PROVIDED DATA>
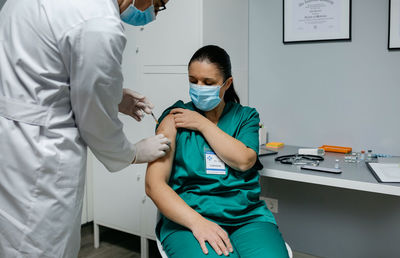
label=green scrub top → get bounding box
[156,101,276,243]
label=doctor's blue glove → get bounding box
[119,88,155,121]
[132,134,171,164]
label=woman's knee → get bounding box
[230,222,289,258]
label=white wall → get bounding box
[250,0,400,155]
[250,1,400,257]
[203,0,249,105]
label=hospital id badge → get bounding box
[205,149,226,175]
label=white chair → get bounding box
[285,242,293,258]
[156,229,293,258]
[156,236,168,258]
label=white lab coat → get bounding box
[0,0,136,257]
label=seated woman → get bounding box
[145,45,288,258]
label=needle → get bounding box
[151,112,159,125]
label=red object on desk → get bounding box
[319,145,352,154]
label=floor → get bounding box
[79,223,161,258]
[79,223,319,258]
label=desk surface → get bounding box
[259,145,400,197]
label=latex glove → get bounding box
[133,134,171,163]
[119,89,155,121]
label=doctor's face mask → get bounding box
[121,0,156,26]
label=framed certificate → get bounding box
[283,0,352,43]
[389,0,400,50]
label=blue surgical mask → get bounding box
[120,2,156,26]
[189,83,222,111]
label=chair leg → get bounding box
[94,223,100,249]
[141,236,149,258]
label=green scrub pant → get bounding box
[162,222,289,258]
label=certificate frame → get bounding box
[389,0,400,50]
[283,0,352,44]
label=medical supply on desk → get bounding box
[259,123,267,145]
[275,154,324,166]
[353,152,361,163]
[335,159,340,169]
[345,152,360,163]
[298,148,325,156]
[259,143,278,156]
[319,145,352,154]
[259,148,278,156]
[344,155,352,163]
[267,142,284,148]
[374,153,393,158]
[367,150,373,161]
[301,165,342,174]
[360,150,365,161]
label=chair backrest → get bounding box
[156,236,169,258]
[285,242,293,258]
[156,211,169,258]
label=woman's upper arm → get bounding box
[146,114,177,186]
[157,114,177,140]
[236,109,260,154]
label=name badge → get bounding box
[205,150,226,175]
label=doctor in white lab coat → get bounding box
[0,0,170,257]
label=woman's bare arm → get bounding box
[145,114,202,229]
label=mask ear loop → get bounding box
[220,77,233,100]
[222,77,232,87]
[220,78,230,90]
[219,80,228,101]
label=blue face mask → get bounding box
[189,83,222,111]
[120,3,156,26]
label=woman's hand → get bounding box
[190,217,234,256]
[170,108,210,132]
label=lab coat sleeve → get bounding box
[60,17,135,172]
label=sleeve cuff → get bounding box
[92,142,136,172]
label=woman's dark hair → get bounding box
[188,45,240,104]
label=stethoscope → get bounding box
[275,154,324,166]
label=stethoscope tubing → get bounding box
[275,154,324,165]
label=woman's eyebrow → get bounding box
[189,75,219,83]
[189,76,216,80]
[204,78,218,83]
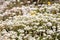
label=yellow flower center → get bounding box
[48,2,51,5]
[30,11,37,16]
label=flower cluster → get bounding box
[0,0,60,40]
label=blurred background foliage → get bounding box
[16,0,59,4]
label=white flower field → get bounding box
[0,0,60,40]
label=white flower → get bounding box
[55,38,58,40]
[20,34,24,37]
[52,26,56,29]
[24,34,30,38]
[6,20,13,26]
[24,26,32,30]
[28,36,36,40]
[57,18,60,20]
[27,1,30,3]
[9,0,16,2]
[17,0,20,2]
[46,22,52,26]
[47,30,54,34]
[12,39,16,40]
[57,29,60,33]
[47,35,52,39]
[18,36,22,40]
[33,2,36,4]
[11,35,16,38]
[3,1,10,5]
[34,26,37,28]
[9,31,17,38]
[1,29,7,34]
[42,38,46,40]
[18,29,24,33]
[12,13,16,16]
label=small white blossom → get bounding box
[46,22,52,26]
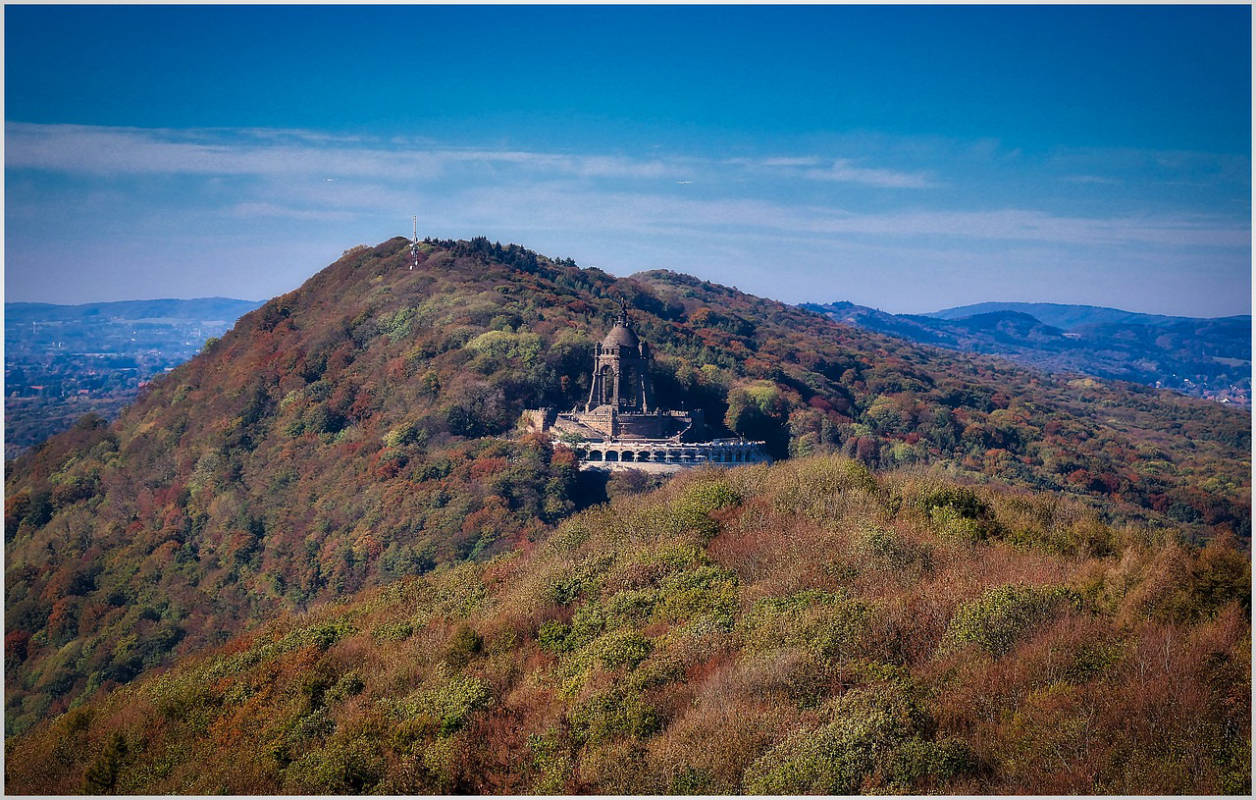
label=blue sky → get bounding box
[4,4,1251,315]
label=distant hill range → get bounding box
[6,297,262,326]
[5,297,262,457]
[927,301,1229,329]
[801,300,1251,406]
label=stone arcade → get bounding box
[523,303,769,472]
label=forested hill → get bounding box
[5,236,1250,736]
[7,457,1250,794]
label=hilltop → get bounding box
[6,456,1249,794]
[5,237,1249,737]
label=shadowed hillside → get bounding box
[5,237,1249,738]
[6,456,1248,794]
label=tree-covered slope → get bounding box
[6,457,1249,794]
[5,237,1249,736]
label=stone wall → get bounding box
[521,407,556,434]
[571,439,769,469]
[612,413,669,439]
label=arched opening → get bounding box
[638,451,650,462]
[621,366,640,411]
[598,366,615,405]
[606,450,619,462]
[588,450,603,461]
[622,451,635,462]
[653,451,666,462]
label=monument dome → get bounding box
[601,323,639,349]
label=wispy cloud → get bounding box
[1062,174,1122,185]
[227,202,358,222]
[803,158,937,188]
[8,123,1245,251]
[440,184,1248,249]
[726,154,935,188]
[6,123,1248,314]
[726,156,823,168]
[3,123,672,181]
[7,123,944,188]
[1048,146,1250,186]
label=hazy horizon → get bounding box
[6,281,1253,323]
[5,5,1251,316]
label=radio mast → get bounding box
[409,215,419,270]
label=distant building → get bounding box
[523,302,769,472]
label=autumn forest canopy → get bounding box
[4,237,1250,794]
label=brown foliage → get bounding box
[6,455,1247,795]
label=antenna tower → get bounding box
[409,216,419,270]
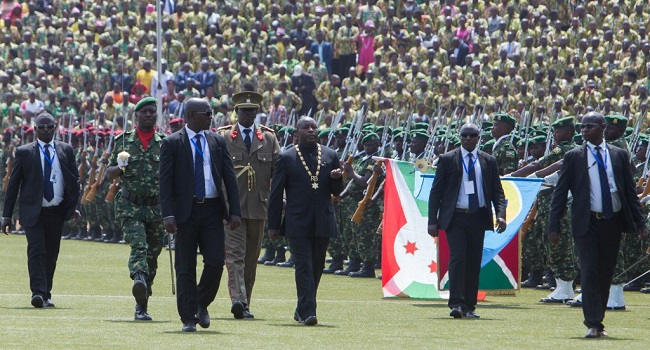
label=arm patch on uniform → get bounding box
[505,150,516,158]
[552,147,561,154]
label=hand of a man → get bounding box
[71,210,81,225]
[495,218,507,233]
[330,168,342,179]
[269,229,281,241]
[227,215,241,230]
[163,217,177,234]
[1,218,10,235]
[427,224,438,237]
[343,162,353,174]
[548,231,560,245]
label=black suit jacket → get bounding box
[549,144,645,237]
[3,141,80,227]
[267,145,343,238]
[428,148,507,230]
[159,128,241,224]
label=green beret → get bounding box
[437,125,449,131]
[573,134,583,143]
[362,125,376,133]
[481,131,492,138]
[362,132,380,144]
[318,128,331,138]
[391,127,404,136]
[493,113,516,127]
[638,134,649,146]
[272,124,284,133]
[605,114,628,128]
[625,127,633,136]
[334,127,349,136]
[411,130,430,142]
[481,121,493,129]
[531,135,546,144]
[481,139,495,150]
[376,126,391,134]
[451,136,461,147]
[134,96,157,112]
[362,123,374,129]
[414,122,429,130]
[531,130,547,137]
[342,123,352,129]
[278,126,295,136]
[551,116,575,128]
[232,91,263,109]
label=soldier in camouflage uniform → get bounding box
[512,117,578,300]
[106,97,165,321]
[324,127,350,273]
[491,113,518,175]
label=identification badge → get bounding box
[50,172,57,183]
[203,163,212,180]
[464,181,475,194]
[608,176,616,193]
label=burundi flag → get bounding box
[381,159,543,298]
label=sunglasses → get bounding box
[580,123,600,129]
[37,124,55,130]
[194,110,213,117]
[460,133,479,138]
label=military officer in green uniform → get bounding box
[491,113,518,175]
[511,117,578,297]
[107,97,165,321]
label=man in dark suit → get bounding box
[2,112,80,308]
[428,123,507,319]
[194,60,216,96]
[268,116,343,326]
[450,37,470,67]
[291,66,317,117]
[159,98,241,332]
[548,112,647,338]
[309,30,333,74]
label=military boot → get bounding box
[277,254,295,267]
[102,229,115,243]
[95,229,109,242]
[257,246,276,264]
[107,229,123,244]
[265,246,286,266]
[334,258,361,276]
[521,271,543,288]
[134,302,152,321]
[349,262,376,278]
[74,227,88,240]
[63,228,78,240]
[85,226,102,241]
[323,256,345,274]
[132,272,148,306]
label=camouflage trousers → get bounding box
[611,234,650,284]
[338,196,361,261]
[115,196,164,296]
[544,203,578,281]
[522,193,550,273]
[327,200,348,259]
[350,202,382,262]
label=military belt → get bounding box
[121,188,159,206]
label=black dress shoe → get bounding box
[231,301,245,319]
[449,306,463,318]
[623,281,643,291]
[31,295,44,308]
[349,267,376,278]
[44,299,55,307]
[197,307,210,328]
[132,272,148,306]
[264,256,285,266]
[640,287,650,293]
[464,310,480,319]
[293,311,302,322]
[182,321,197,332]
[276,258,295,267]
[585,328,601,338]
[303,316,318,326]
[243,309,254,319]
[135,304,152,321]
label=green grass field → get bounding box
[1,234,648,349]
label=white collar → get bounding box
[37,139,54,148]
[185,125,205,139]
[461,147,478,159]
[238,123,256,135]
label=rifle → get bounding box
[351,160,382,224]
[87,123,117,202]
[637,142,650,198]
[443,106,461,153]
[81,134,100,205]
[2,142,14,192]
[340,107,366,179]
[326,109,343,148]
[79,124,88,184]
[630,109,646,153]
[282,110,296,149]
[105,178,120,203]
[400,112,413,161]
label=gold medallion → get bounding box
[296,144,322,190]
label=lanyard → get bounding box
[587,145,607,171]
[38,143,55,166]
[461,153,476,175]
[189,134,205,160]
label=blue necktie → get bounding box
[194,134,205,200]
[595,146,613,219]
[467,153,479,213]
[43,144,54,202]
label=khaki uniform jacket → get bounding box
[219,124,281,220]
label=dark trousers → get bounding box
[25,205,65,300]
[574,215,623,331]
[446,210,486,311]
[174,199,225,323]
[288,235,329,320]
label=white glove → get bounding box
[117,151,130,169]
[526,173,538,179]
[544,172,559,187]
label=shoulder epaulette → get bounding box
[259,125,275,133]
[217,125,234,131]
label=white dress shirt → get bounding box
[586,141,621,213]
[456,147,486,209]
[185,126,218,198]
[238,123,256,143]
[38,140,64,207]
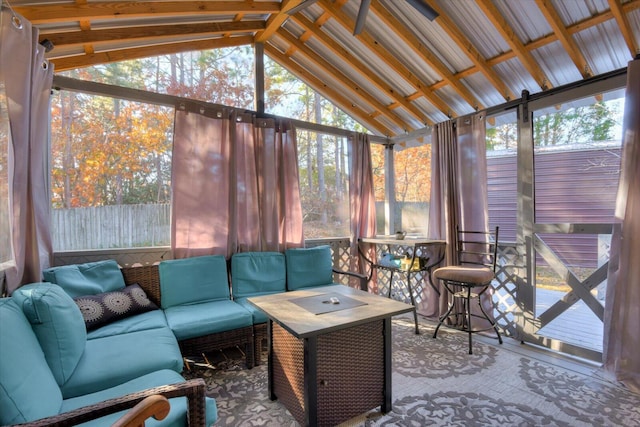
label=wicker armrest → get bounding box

PROBLEM REQUIREMENTS>
Set down again, exactly, the lines from the one with "label=white dress shirt → get bounding box" to the last line of the data, both included and pictures excluded.

RESPONSE TO THIS TASK>
label=white dress shirt → get bounding box
[586,141,621,213]
[456,147,486,209]
[185,126,218,198]
[238,123,256,143]
[38,140,64,207]
label=wicker armrest → get bounding box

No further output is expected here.